→ Exercise requirements: Pictures stay out of your copy, but everything else in the records below must be repeated exactly.

→ Given information:
Content starts
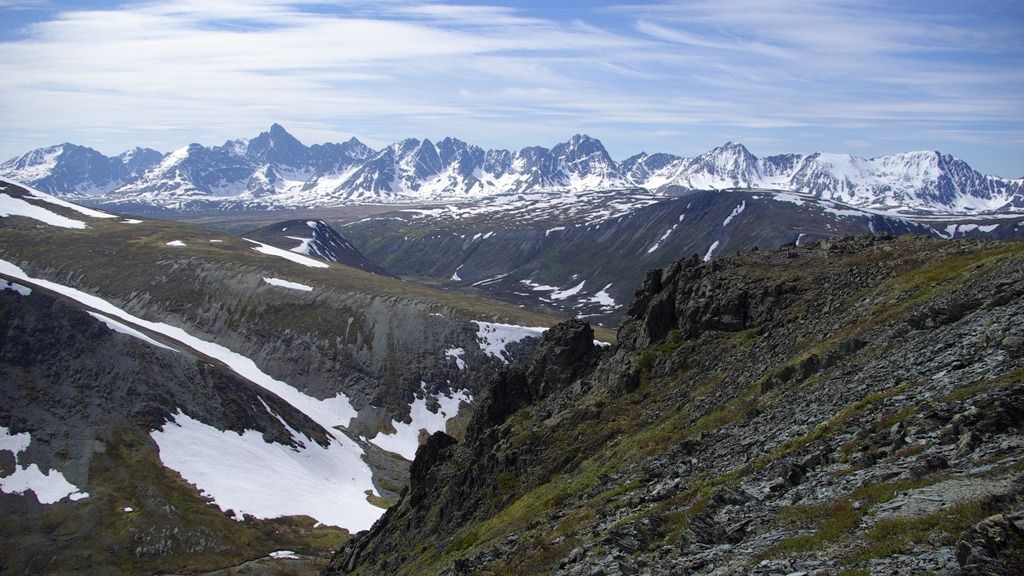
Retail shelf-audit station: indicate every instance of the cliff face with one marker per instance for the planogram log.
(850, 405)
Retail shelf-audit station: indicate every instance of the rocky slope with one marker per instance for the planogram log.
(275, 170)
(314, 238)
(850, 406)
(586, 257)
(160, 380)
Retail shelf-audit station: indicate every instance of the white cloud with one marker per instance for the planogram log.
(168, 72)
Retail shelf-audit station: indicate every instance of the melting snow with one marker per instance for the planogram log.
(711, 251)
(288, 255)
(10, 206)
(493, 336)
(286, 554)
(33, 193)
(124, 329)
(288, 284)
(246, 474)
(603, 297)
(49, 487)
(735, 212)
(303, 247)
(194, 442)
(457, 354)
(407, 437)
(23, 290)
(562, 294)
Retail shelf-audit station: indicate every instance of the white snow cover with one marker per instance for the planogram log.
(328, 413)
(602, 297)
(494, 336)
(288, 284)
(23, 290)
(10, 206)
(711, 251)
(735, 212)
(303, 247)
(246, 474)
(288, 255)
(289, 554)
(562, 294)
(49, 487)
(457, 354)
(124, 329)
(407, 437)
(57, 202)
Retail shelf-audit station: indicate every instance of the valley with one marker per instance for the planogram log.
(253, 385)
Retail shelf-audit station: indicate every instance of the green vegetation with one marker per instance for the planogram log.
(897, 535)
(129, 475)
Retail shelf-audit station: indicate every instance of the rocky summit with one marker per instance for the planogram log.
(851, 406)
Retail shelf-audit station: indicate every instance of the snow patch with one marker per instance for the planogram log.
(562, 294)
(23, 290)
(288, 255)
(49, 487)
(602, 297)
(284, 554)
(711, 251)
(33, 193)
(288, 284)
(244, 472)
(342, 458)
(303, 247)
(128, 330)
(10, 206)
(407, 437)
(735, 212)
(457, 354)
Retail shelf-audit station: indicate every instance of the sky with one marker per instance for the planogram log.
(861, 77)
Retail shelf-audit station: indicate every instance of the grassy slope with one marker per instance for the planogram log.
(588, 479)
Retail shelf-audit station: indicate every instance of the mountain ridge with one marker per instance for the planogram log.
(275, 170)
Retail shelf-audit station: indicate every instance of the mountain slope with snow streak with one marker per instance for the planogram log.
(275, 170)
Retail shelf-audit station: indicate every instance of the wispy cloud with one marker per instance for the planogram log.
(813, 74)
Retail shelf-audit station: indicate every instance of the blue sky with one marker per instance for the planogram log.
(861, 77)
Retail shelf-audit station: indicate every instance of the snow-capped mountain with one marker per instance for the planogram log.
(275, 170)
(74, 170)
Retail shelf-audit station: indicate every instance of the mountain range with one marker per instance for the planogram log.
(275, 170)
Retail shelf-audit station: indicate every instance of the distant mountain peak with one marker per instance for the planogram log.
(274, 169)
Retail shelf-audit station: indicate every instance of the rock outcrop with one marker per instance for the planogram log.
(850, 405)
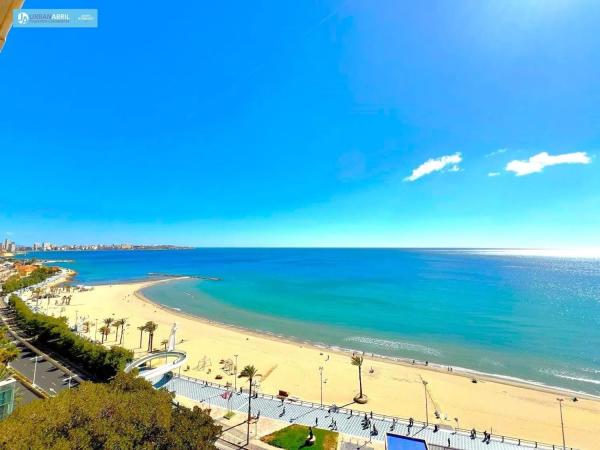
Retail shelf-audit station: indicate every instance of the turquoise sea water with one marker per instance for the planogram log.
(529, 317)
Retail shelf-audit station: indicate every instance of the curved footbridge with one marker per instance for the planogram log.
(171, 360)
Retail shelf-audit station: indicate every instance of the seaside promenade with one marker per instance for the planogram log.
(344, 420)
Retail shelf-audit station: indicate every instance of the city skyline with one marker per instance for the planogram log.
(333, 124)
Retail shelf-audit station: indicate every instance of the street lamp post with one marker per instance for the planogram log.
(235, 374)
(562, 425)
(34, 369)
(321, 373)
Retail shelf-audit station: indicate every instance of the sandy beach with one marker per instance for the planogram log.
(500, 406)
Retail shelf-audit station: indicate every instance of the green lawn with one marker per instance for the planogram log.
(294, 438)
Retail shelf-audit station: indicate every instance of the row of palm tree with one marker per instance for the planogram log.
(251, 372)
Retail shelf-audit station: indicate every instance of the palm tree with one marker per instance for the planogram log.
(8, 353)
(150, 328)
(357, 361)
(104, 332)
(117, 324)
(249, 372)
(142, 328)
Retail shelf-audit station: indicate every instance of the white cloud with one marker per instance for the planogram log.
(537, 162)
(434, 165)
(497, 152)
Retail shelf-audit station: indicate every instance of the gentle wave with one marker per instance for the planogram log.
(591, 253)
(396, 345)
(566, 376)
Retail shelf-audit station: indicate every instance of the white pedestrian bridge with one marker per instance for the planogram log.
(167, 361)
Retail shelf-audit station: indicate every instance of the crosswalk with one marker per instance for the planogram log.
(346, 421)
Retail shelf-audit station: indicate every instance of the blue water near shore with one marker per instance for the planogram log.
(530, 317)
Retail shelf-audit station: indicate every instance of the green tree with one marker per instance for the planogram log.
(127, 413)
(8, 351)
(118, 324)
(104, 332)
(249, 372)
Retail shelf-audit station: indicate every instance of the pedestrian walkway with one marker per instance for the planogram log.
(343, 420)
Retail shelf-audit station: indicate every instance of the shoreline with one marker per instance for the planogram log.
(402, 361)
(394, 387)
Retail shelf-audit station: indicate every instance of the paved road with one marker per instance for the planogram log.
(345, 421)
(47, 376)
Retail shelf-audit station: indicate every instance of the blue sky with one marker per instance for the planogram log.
Content ends
→ Output of the exercise:
Retail shelf-audit station: indicate every instance of the cliff face with one marker per instance for the planogram log.
(850, 405)
Retail shelf-audit station: indicate every instance of the rocky slope with one marker per instance for the planogram log.
(275, 170)
(314, 238)
(850, 406)
(586, 257)
(160, 380)
Retail shelf-audit station: indicate every instance of the white cloud with one marker per instance for the planogram log.
(168, 72)
Retail shelf-audit station: indicate every instance of the melting snow with one marker per instance for the planogram log.
(711, 251)
(288, 255)
(10, 206)
(493, 336)
(286, 554)
(33, 193)
(124, 329)
(288, 284)
(246, 474)
(603, 297)
(49, 487)
(735, 212)
(303, 247)
(194, 442)
(457, 354)
(407, 437)
(23, 290)
(562, 294)
Retail shelf-audit station: indicate every instance of the white snow cover with one marker per instance for the planogram log.
(328, 413)
(602, 297)
(494, 336)
(288, 284)
(23, 290)
(10, 206)
(711, 251)
(735, 212)
(303, 247)
(246, 474)
(288, 255)
(289, 554)
(562, 294)
(49, 487)
(457, 354)
(124, 329)
(407, 437)
(57, 202)
Retail shelf-audit station: indicate every instance of the valley with one marker per instance for the planogram log.
(253, 385)
Retail shelf-audit station: indicate every instance of the green vegetation with one marker per instance for the planogram log.
(897, 535)
(129, 475)
Retail shelf-audit station: indicate every instance of the rocky summit with one marker per instance for the planogram log.
(851, 406)
Retail shelf-audit station: indicate every instance of the snow patch with one marker per instance for the planogram log.
(562, 294)
(23, 290)
(288, 255)
(49, 487)
(602, 297)
(284, 554)
(711, 251)
(33, 193)
(288, 284)
(244, 472)
(342, 458)
(303, 247)
(128, 330)
(10, 206)
(407, 437)
(735, 212)
(457, 354)
Retail shelf-audit station: indicate every instance of the sky with one marker per instance for the planogram log.
(861, 77)
Retail shelf-audit station: indicate every instance of the grassy slope with one marker per instance for the planogram log.
(588, 479)
Retail shelf-audit station: indicate every instance of the mountain ridge with one marker per instance for the planogram log.
(275, 170)
Retail shelf-audit station: indicate every instance of the mountain slope with snow streak with one marker per instance for the planogram log.
(275, 170)
Retail shelf-audit station: indicate every instance of the wispy cloud with one marker per instance for the planogram log.
(813, 74)
Retail shelf-audit station: indicate every instance of the blue sky with one marker per instance for the planogram log.
(861, 77)
Retail shelf-audit station: indicate every instance of the snow-capped mountain with one marker per instance for the planogram log.
(275, 170)
(74, 170)
Retail shelf-audit station: indicate every instance of the mountain range with one marker per instance for the planogram log.
(275, 170)
Retail shelf-audit station: indicate every instance of the distant mountain peak with one marker per instance for the planogram log.
(274, 169)
Retail shelf-audit station: indicate every instance of the rock outcrop with one marker per instance for the planogram log.
(850, 405)
Retail shelf-audit station: indicate every instance of the turquoise sea water with one marker per instance for the planogram log.
(529, 317)
Retail shelf-audit station: indicate every instance of the curved footbridge with one marker per instance for the planogram log.
(171, 360)
Retail shelf-audit station: indicate every instance of the seaside promenade with one marker per instance for the planogram log.
(344, 420)
Retail shelf-audit station: indicate every instance of the city skyline with one marker per instance for the planogram log.
(333, 124)
Retail shelf-audit station: indicate every instance of the street lamp post with one marker per instance for the planogram log.
(235, 374)
(562, 425)
(34, 369)
(321, 373)
Retail shelf-audit station: indicate every instance of the sandy beach with one marker per instance for the planogram log.
(500, 406)
Retail shelf-audit station: indicate every instance of the green lawn with one marker per instance for the planogram log.
(294, 438)
Retail shelf-audit station: indicate every instance of the row of palm tree with one marker per instance for the planogram log.
(251, 372)
Retail shelf-audit station: indicate every instance of the palm tree with one marker per instance for the planogram log.
(8, 353)
(150, 328)
(357, 361)
(104, 332)
(117, 324)
(249, 372)
(142, 328)
Retail shelf-audit station: indicate every instance of the white cloud with one marker per instance for the planogram log.
(537, 162)
(434, 165)
(497, 152)
Retail shelf-audit station: indicate every instance of the gentle wave with one marker per instance for the planogram log.
(591, 253)
(396, 345)
(566, 376)
Retail shelf-audit station: indicate every instance of the white pedestrian bridge with one marker per instance for the planogram log.
(167, 361)
Retail shelf-audit station: indicate every instance of the crosswalk with one marker per instance for the planogram log.
(346, 421)
Retail shelf-audit station: indicate every instance of the blue water near shore with one marker per instance for the planogram log.
(530, 317)
Retail shelf-audit station: indicate every instance of the green tree with one marker per instance for the planogram log.
(127, 413)
(8, 351)
(118, 324)
(104, 332)
(249, 372)
Retail shelf-audit station: indicate every instance of the pedestrian walkway with one marker per instance for the planogram log.
(343, 420)
Retail shelf-audit station: indicate every instance of the shoreline with one marker per instance for the planogram log.
(402, 361)
(394, 387)
Retail shelf-audit station: indicate every instance of the paved road with one marker per instance for the planogram log.
(345, 421)
(47, 376)
Retail shelf-audit station: indicate every instance of the blue sky with one marker per instance for the planogram log.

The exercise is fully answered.